== Extract provided ==
..........

But we cannot now decide this case. In our study of the record, the lease of the offending power tongs by PETCO requires ARCO to indemnify and hold it harmless from any liability resulting from the use of the tongs. No mention of this contract is made in the briefs or in the stipulation submitting the matter. The lease was filed on October 30, 1979, in response to plaintiff’s request for production of documents. Moreover, Mitchell v. Scheepvaart, etc., 579 F.2d 1274 (5 Cir. 1978), unequivocally requires that plaintiff’s claim for attorney’s fees be further documented on aquantum meruit basis.
For the foregoing reasons, we have requested and now order that both sides submit briefs within ten (10) days of this date on the following questions:
1. Does the indemnity agreement between ARCO and PETCO fall within the waiver of subrogation in the American Home policy issued in this ease, so as to deny recovery by American of any reimbursement of payments from the settlement between PETCO and plaintiff LeBlanc?
2. Attorneys fees due plaintiff’s attorney, if any, from the recovery of benefits by American Home.

..........

== The data ==
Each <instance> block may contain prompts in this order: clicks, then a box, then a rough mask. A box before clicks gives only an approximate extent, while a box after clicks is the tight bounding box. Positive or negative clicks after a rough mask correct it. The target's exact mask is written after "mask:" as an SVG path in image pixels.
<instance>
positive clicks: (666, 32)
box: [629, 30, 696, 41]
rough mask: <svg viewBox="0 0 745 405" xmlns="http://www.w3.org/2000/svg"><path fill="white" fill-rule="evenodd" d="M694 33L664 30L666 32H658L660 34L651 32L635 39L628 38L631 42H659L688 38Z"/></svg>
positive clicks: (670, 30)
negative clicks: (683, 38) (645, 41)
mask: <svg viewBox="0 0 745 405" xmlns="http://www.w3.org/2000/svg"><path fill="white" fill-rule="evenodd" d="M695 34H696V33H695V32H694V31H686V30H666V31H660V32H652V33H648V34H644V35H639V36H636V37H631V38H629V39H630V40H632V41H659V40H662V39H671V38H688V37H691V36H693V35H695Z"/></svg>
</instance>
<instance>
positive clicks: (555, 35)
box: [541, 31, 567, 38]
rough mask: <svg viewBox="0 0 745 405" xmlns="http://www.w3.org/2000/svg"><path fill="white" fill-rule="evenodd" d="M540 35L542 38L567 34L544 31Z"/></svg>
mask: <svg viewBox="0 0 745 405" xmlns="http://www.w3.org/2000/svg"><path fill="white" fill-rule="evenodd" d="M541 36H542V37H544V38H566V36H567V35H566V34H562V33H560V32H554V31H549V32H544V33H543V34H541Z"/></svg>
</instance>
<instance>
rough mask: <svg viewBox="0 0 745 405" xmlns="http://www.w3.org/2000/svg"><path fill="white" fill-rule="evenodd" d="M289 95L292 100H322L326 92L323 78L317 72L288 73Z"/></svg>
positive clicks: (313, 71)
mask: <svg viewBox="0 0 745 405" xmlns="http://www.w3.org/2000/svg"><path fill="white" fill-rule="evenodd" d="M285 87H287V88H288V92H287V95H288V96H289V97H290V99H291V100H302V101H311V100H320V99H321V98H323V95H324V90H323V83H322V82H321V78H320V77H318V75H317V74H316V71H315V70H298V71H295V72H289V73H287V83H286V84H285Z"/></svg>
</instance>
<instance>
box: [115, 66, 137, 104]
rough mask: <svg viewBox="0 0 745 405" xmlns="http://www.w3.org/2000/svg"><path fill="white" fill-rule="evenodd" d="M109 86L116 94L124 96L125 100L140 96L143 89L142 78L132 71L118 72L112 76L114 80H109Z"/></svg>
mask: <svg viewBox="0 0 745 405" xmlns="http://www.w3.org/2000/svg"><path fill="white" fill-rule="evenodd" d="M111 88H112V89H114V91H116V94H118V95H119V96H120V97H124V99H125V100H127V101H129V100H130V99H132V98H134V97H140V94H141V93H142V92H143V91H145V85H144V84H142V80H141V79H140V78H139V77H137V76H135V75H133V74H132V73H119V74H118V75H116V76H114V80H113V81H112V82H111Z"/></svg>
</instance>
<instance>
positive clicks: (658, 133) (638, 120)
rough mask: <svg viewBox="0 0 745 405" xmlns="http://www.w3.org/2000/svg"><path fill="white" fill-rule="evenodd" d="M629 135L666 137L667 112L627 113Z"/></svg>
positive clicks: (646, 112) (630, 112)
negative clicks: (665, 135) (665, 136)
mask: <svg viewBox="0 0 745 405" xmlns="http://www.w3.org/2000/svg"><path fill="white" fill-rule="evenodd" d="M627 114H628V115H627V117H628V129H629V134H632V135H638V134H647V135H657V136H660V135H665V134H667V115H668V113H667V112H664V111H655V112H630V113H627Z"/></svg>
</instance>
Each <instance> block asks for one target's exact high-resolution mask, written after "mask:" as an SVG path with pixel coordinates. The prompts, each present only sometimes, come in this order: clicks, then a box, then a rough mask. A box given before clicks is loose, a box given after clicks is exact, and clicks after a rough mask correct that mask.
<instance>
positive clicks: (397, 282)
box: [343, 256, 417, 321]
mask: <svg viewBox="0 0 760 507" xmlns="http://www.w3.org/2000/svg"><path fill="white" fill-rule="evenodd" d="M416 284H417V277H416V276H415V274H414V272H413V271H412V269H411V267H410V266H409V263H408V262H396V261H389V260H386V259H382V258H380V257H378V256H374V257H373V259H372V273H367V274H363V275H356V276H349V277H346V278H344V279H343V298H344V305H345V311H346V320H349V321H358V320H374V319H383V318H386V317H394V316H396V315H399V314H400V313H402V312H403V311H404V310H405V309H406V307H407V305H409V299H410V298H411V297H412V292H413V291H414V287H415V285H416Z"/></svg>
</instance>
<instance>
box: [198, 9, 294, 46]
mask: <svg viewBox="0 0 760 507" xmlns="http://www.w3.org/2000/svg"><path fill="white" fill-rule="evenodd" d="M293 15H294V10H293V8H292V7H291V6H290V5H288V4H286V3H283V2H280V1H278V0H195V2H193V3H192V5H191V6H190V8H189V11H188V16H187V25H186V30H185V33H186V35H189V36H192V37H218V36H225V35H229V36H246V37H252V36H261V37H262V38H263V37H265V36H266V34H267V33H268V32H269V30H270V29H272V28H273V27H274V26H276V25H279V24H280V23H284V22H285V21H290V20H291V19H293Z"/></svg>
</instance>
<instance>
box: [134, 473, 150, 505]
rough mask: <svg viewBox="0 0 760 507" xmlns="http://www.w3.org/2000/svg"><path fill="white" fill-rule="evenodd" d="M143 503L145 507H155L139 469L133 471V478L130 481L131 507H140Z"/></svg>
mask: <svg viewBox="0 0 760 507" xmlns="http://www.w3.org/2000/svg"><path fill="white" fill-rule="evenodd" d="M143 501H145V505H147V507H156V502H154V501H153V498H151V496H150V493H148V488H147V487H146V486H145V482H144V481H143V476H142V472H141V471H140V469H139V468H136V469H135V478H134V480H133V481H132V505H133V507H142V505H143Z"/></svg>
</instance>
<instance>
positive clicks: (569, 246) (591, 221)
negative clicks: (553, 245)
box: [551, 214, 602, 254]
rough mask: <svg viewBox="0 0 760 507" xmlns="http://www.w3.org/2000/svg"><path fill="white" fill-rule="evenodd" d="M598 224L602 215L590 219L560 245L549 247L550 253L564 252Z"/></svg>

..........

== Exercise brief ==
Can you carry on the court excerpt about the ARCO and PETCO indemnity from the last sentence shown above?

== Exercise answer ==
In connection with paragraph 2 next above, the parties may be able to stipulate on attorneys fees or submit the question on affidavits of plaintiff’s counsel.
IT IS SO ORDERED.
SUPPLEMENTAL OPINION
Having received the additional briefing and affidavits required by our Order of February 14, 1980, we proceed to the final disposition of the claims presented by American Home’s intervention for compensation benefits previously paid to plaintiff, totaling $18,615.88.
Under Allen v. Texaco, 510 F.2d 977 (5 Cir. 1977), having waived subrogation against Atlantic Richfield Company (ARCO), American Home Assurance Company has lost its lien on the proceeds of any settlement paid by that company, which reduces the intervention by one-third. After considering the briefs, we conclude that the indemnity agreement between ARCO and Petroleum Equipment and Tools Company (PETCO) has no effect on intervenor’s claim to the one-third of the settlement paid by PETCO. The agreement does change the relationship between the co-debtors ARCO and PETCO, but it has no effect on the creditors’ rights against them as solidary obligors in the absence of an express agreement or condition attached to the obligation. Cf. Maryland Casualty Company v. Liberty Mutual Insurance Co., 254 La. 489, 224 So.2d 465 (1969). American Home is entitled to recover two-thirds of its intervention, $12,410.59, and no more.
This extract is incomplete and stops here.